[The task]:
Working from the line that contains "Target: wheel arch" down to the last line below, repeat each line exactly.

[Data in this exercise]:
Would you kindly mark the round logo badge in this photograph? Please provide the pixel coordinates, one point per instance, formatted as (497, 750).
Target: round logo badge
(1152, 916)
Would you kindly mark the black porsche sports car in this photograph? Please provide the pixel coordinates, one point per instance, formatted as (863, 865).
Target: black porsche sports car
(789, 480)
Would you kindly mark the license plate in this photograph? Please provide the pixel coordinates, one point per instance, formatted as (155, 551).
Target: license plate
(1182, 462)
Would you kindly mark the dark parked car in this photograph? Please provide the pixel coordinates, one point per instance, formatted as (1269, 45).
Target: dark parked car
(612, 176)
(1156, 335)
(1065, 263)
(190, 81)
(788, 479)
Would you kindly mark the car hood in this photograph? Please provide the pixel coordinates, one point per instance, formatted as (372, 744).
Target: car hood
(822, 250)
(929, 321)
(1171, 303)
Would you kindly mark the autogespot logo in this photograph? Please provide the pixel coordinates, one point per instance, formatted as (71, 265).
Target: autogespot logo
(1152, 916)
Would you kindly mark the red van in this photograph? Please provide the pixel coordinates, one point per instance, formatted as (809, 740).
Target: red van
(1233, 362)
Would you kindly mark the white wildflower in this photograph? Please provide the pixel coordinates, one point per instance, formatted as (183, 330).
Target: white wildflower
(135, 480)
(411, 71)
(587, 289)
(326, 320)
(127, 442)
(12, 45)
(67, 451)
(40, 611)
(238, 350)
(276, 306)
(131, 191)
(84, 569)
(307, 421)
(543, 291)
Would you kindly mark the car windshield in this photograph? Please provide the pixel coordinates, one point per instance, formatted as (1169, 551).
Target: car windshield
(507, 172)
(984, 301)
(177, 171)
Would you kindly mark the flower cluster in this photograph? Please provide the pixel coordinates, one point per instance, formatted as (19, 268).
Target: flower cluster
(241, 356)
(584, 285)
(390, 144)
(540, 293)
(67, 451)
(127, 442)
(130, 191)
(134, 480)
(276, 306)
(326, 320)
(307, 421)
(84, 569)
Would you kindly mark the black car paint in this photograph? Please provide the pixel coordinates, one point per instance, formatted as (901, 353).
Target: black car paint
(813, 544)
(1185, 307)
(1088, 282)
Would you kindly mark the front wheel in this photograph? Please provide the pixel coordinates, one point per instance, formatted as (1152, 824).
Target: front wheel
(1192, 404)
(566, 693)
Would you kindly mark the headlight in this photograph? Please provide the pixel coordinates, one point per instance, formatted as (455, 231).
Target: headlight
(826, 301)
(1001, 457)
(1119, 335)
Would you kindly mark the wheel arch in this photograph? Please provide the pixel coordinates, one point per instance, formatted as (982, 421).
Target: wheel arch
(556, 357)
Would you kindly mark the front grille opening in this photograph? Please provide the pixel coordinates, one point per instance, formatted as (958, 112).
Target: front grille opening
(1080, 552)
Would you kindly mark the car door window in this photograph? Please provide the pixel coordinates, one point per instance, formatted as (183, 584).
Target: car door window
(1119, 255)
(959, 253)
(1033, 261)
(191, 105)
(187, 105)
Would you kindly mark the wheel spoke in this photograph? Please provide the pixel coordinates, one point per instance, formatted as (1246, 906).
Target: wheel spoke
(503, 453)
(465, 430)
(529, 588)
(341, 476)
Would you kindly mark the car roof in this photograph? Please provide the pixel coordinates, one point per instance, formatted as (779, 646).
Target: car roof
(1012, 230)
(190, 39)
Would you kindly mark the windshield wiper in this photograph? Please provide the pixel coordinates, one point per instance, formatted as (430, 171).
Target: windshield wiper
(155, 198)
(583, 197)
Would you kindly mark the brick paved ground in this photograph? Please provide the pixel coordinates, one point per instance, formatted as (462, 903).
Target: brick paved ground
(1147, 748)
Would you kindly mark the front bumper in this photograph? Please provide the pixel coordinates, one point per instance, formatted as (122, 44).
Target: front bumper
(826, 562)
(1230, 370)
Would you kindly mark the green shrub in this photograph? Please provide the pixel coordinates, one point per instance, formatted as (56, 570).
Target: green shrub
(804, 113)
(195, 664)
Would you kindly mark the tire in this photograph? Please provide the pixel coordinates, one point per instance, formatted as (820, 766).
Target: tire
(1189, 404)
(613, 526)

[Completed task]:
Target: wheel arch
(556, 357)
Would you kindly mark the front grille opening in this photograph? Please provide the pixel coordinates, one point per instance, formatted as (958, 112).
Target: front grille opening
(1080, 552)
Would you kindly mark the car door window in this photograph? Please provide the pixel coordinates, one point per instance, formatted as (183, 584).
Target: car door window
(1119, 255)
(959, 253)
(1033, 261)
(191, 105)
(187, 105)
Would you kindly mark the wheel spoke in this photograph? Please provide the pixel coordinates, one point per instance, formatted as (1246, 906).
Target: wheel spoke
(503, 453)
(465, 430)
(529, 588)
(341, 476)
Would you kindly mark the car roof in this photograph? Please provide the pixel coordinates, one point per instance, formatted as (779, 646).
Target: car roof
(1012, 230)
(190, 39)
Would you kindly mark the windshield wiper in this photograph? Please provide the pixel coordinates, one point per instance, formatted as (430, 171).
Target: windshield wiper
(155, 198)
(583, 197)
Would you kindly mark the brick paved ground in this photograph? Please provide the pixel coordinates, one point per instance, formatted as (462, 903).
Target: brick paved ground
(1147, 748)
Would you kindly mark the front bumper in this photograph? Please provide the pixel coordinates, one point per instance, formatted as (122, 44).
Target: front bumper
(826, 562)
(1230, 370)
Would you kindly mark the green shrub in this photograph? Please provide the pixel coordinates, one point per instance, formatted as (56, 570).
Target: green shrub
(804, 113)
(195, 664)
Would you kindly mark the tire in this photograph? Please provide the pixel coordinates, one point per instance, formatted as (820, 766).
Target: tire
(1189, 404)
(613, 526)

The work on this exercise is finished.